▶ [Selected excerpt]
Mamma Mia! (Queensland Musical Theatre)
Twelfth Night Theatre
November 5 – 14
Since opening in London in 1999, the jukebox musical “Mamma Mia!” has become a global phenomenon, with good reason. The ultimate feel-good show is the type that can be returned to again and again, such is the combined appeal of its score of ABBA hits and celebratory sentiment. Still, it is interesting to see how different companies but their own stamps on the show’s formula, and in this regard Queensland Musical Theatre’s production stands tall.
The wafer-thin plot is of a young woman’s search for her birth father. On the eve of her wedding, Sophie (Sophie Mason) tells the audience how her quest to discover the identity of her father has seen her invite three men from her free-spirited mother’s past back to the Greek island paradise they last visited 20 years ago…. on the eve of Sophie’s wedding to loyal and loving Sky (Christopher Morphett-Wheatley). Sophie assumes that she will feel an immediate connection to one of the men so that he can walk her down the aisle, however, things don’t go exactly to plan, especially as the men are reunited with Sophie’s single-mother Donna (Carole Williams). The result is a light-hearted musical comedy celebration of love, laughter and friendship.
What makes the musical so joyful is the brilliance of ABBA’s strong story-led lyrics which weaves the songs into the storyline. Even from the opening overture montage of instrumental versions of ABBA’s hits, there is a display of excellence. Under Julie Whiting’s musical direction, the score still unfolds with some interesting touches to make it the company’s own, such as a synthy sounding ‘Honey Honey’, in which Sophie discovers her mother’s old diary, complete with intimate description of her dates with the three men, and the Greek musical characteristics that appear woven within the instrumentation of Act Two’s closer, ‘I Have a Dream’.

▶ [Activity]
Continue this review of the Queensland Musical Theatre production of "Mamma Mia!" from the point where it stops.

▶ [Exercise data]
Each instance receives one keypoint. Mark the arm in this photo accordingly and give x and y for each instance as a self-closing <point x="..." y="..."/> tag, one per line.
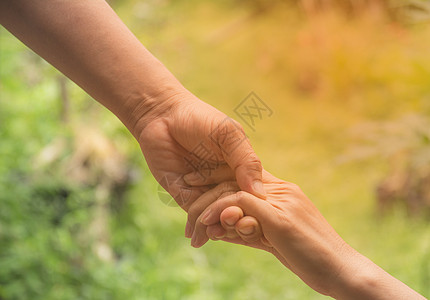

▶ [Output of the exercise]
Bec Swain’s choreography transitions the musical numbers along with effortless efficiency, such as when Donna’s best friends, and former Donna and the Dynamos girl group, Tanya (Lisa Alsop) and Rosie (Fiona Buchanan) move us from their attempt to cheer her up with ‘Chiquitita’ to effort to convince her that she can still be the ‘Dancing Queen’ she once was in a full-scale ensemble number. The title track is similarly, smoothly punctuated by pop-up appearances of a Greek chorus of sorts and the stylised, out-of-place Act Two opener ‘Under Attack”, which sees Sophie having a nightmare, involving her three possible fathers all fighting for the right to walk her down the aisle, is up there with its best realisations. Similarly, the flipper boys of ‘Lay All Your Love on Me, elicit the most amplified audience reaction, thanks mostly to Darcy Rhodes, whose elevated performance of Sky’s goofy bartender best man Pepper steals every scene. And when he attempts to woo the much-older, thrice divorced Tanya in a fun and flirty ‘Does Your Mother Know’, his acrobatic animation makes for a standout number.
As with previous Queensland Musical Theatre shows, “Mamma Mia” consists of a large ensemble, all of whom project an infectious energy throughout. The lead and supporting roles are perfectly cast, with some obvious standouts. Buchanan is simply wonderful as the wisecracking, clumsy and fun Rosie. She dominates in her comic role, especially during Rosie’s wedding day proposition of Bill (David McLaughlin) in ‘Take a Chance on Me’’. Together, Buchanan and McLaughlin represent another highlight, given their genuine chemistry, her physical comedy and his animated facial expressions, which tell us so much more than his dialogue alone ever could.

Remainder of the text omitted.